▸ **TASK INSTRUCTIONS**: Give all of the lines again exactly as they read.

(Labeled-object pointing entries)
=======
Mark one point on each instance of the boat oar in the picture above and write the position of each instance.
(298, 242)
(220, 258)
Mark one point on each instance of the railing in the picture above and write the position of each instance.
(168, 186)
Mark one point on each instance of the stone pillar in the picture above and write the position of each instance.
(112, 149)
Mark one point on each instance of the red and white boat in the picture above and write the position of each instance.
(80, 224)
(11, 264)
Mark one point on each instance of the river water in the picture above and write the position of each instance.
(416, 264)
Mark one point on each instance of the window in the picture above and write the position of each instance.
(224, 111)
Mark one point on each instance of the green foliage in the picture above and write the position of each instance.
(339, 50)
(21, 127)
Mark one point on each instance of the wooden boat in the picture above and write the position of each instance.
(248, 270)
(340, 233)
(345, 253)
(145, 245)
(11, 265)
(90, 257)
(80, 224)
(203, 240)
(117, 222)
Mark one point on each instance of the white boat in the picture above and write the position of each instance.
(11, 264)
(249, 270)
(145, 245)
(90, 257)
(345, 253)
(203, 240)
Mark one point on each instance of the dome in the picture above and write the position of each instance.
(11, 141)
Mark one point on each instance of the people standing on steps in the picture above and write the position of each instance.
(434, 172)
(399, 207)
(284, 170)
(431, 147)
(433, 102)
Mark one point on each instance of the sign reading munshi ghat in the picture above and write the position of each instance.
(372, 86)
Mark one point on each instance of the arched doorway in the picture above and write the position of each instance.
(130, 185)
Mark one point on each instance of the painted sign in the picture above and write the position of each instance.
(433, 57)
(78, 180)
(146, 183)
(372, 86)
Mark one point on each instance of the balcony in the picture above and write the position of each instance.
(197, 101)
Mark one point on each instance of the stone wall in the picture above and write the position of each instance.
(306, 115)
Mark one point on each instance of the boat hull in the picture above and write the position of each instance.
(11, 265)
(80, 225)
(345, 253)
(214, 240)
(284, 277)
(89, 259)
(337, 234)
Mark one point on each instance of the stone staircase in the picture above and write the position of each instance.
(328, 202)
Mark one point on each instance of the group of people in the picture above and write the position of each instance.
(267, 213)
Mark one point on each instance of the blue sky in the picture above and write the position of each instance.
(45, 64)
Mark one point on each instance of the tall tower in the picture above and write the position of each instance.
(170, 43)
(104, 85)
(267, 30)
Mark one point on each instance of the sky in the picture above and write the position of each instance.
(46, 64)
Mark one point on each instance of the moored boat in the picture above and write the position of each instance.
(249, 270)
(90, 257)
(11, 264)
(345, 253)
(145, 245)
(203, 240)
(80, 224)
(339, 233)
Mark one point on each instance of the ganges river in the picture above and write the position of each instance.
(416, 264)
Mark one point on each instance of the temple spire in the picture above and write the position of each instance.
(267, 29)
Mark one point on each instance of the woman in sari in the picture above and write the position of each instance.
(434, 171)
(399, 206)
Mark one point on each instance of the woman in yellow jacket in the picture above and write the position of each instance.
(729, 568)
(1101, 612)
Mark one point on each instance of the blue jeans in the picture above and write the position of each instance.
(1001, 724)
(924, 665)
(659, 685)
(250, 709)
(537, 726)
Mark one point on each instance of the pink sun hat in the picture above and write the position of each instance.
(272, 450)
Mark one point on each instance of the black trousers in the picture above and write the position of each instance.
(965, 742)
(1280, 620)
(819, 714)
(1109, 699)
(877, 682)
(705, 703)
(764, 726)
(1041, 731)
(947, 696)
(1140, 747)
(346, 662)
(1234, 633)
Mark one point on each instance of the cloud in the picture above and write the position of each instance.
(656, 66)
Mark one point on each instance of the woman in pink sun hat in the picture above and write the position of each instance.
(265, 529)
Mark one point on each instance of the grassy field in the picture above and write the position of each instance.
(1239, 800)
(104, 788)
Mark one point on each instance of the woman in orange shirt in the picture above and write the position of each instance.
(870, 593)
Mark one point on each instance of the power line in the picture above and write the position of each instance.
=======
▸ **THE RESULT**:
Mark one point on each instance of the boat oar in the picture above and write the position of each instance.
(298, 242)
(220, 258)
Mark one point on each instance of the railing in the picture above and write the position of each instance.
(168, 186)
Mark one point on each instance of the stone pillar in the picture above and write the position of each instance.
(112, 149)
Mark one point on each instance of the red and white boat in the picture above and write the position of each instance.
(80, 224)
(11, 264)
Mark one point on each instance of the river water in the picture above and write the position of each instance.
(416, 264)
Mark one point on each instance of the window in the picture above and write the position of each instance.
(224, 111)
Mark one point on each instance of the green foliage in the picture above and write the position of each instance.
(339, 50)
(21, 127)
Mark one point on each instance of the wooden boat in the picture above and write the position of each instance.
(248, 270)
(340, 233)
(345, 253)
(145, 245)
(11, 265)
(90, 257)
(80, 224)
(203, 240)
(117, 222)
Mark one point on each instance of the white boat in the picture above and write the position of each instance.
(11, 264)
(249, 270)
(145, 245)
(90, 257)
(345, 253)
(203, 240)
Mark one point on each instance of the dome in the picture above and write the position of each instance.
(11, 141)
Mark one point on each instance of the people standing on steps in the picture above and write the position of each instance.
(434, 172)
(399, 207)
(284, 170)
(431, 147)
(433, 102)
Mark one point on each instance of the sign reading munshi ghat in the picture above and write the position of each instance.
(372, 86)
Mark one point on each instance of the arched doorway in the picture above and write the position of each instance.
(130, 185)
Mark one point on each instance of the painted sign in the picture above and write the position of each instance.
(433, 57)
(78, 180)
(146, 183)
(372, 86)
Mark one point on each instance of the balcony in the picture above and write the position of each instance.
(197, 101)
Mark one point on each instance of the stone wall in the picture above and write the position of each instance.
(306, 115)
Mark one point on each instance of the boat hull in the picture above and write the position of each instance.
(11, 265)
(80, 225)
(345, 253)
(214, 240)
(284, 277)
(89, 259)
(337, 234)
Mark one point on each instance of the stone staircase in the picture above and write the position of each instance.
(328, 202)
Mark one point on each instance of the group of people in the picture above and write the position of each instance.
(267, 213)
Mark one point on each instance of the blue sky in the picture above and write the position of each instance.
(45, 64)
Mark one point on each instance of the tall tower in the picture above and write the position of each instance.
(170, 43)
(104, 85)
(267, 30)
Mark one point on each instance of the sky in the picture above and write the position of each instance.
(46, 64)
Mark one point on each instance of the moored boat in the picture above and write the position of each instance.
(249, 270)
(90, 257)
(11, 264)
(345, 253)
(145, 245)
(203, 240)
(80, 224)
(339, 233)
Mark one point on each instance of the ganges river in the picture above and write the position of each instance.
(416, 264)
Mark one point on each instance of the temple spire in the picture above and write the position of each instance.
(267, 29)
Mark one point on each instance of the woman in sari in the picture above and write the position of each instance.
(434, 171)
(399, 206)
Mark one point on each instance of the woman in yellow jacket in the picture above and write the position of each instance.
(729, 568)
(1101, 612)
Mark one point on each instance of the blue jeans in the picture above and write the position of each instance.
(1001, 724)
(924, 665)
(659, 685)
(250, 709)
(537, 726)
Mark one point on each instance of the pink sun hat in the picture above and write the position of each instance.
(272, 450)
Mark one point on each instance of the black trousers in the picture above and write the position of each instance.
(965, 742)
(1280, 620)
(819, 714)
(1109, 699)
(877, 682)
(705, 703)
(764, 726)
(1041, 731)
(947, 696)
(1140, 747)
(346, 662)
(1234, 633)
Mark one point on each instance of the cloud in the picture above and write the position of each instance.
(656, 66)
Mark one point on each instance of the woman in pink sun hat in the picture above and write the position of each instance.
(265, 529)
Mark one point on each instance of the grassy field in the picture above and write the position of each instance.
(1239, 800)
(104, 788)
Mark one point on each instance of the woman in orange shirt in the picture above and write the position of each instance.
(870, 593)
Mark one point on each instance of the power line in the picture above and write the position of each instance.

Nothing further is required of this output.